━━━ TRECHO SELECIONADO ━━━
Em 1964, quando o golpe militar acabou com a democracia no Brasil, eu tinha 10 anos e vivia em Jundiaí, hoje um município com mais de 400 mil habitantes, a 60 quilômetros da capital paulista.
Na época, Jundiaí era uma típica cidade de porte médio do interior, tranquila, conservadora, sem nenhum grande atrativo, a não ser um parque onde se realizavam as "festas da uva", e um ginásio de esportes de formato arredondado, que todos conheciam como "Bolão".
A sociedade jundiaiense daquele tempo obedecia a uma rígida hierarquia: havia os milionários, poucos, uma ampla classe média, que reunia desde os remediados, que moravam "de aluguel" ou em pequenas casas mais afastadas do Centro, até aqueles que, aos nossos olhos, eram ricos - ou quase -, e os pobres, a maioria.
━━━ MATERIAL FORNECIDO ━━━
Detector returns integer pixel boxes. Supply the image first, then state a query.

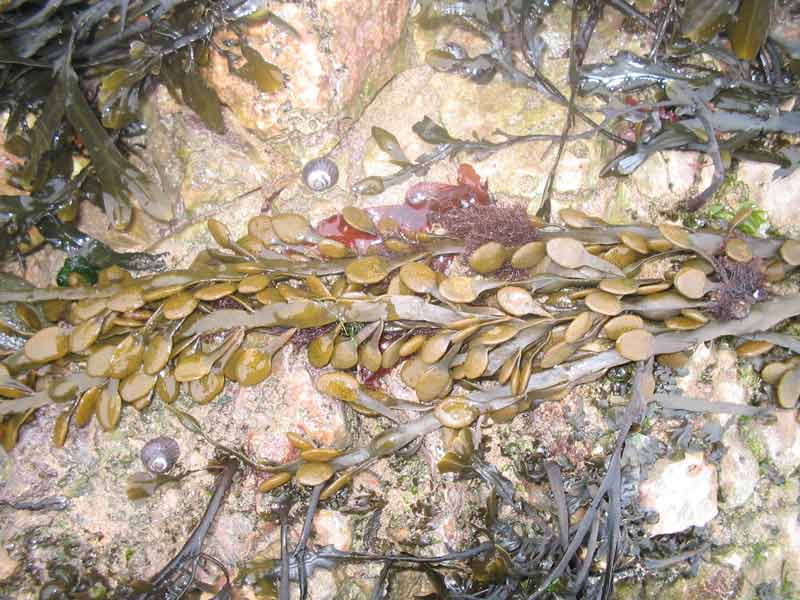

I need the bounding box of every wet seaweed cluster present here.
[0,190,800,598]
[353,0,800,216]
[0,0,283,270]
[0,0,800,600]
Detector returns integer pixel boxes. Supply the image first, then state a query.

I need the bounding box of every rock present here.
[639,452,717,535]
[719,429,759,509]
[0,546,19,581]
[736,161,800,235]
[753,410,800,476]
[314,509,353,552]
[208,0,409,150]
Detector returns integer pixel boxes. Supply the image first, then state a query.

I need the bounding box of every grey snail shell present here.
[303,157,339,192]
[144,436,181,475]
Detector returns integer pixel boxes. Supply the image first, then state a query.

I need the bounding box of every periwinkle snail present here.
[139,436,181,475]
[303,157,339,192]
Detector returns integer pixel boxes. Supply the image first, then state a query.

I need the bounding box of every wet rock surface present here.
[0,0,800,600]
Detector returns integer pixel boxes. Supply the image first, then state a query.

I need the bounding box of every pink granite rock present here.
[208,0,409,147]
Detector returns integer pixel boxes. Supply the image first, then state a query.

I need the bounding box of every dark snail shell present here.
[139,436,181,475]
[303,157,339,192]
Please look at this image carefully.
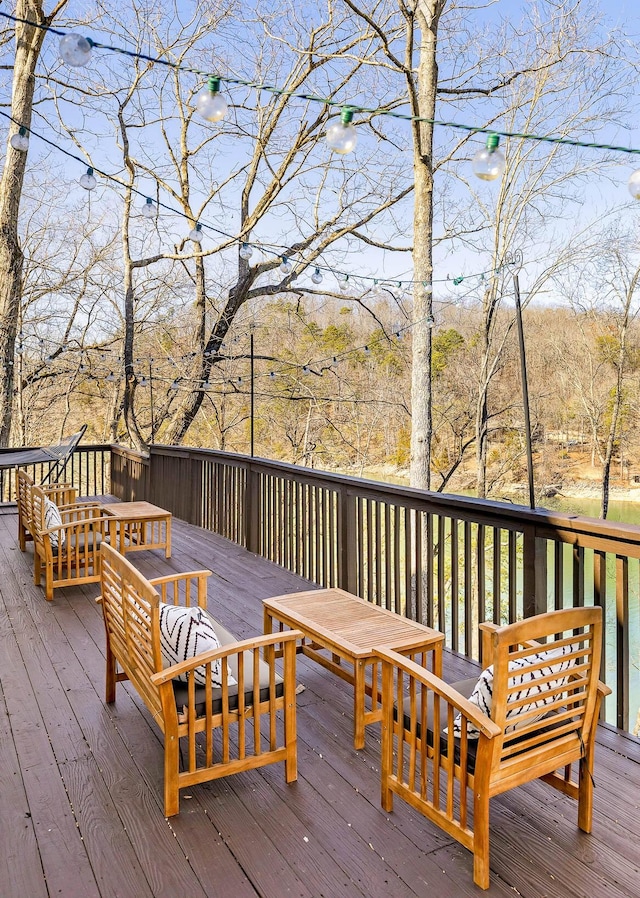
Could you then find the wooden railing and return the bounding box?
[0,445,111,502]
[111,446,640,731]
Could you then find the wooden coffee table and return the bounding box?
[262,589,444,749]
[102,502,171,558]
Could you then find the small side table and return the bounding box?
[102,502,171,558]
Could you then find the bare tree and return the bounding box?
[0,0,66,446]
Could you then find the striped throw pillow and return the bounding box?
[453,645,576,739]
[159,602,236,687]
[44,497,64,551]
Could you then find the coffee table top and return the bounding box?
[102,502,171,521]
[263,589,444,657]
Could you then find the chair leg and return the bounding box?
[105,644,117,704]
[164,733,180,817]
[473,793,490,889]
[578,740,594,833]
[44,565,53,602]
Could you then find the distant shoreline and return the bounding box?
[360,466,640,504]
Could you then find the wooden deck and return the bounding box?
━━━
▸ **TAREFAS DO EXERCÍCIO**:
A. Redigite fielmente o trecho sobre Jundiaí, de "Em 1964, quando" até "da capital paulista.".
B. Edite os registros da linha com "Please look at this image carefully." até a linha com "[0,0,66,446]", ambas incluídas, substituindo "wooden" por "metal" e mantendo todo o resto inalterado. Apresente somente essas linhas e deixe as imagens de fora.
O trecho e os registros não têm nenhuma relação entre si.

▸ **RESPOSTAS FORNECIDAS**:
A.
Em 1964, quando o golpe militar acabou com a democracia no Brasil, eu tinha 10 anos e vivia em Jundiaí, hoje um município com mais de 400 mil habitantes, a 60 quilômetros da capital paulista.

B.
Please look at this image carefully.
Could you then find the metal railing and return the bounding box?
[0,445,111,502]
[111,446,640,731]
Could you then find the metal coffee table and return the bounding box?
[262,589,444,749]
[102,502,171,558]
Could you then find the small side table and return the bounding box?
[102,502,171,558]
Could you then find the bare tree and return the bounding box?
[0,0,66,446]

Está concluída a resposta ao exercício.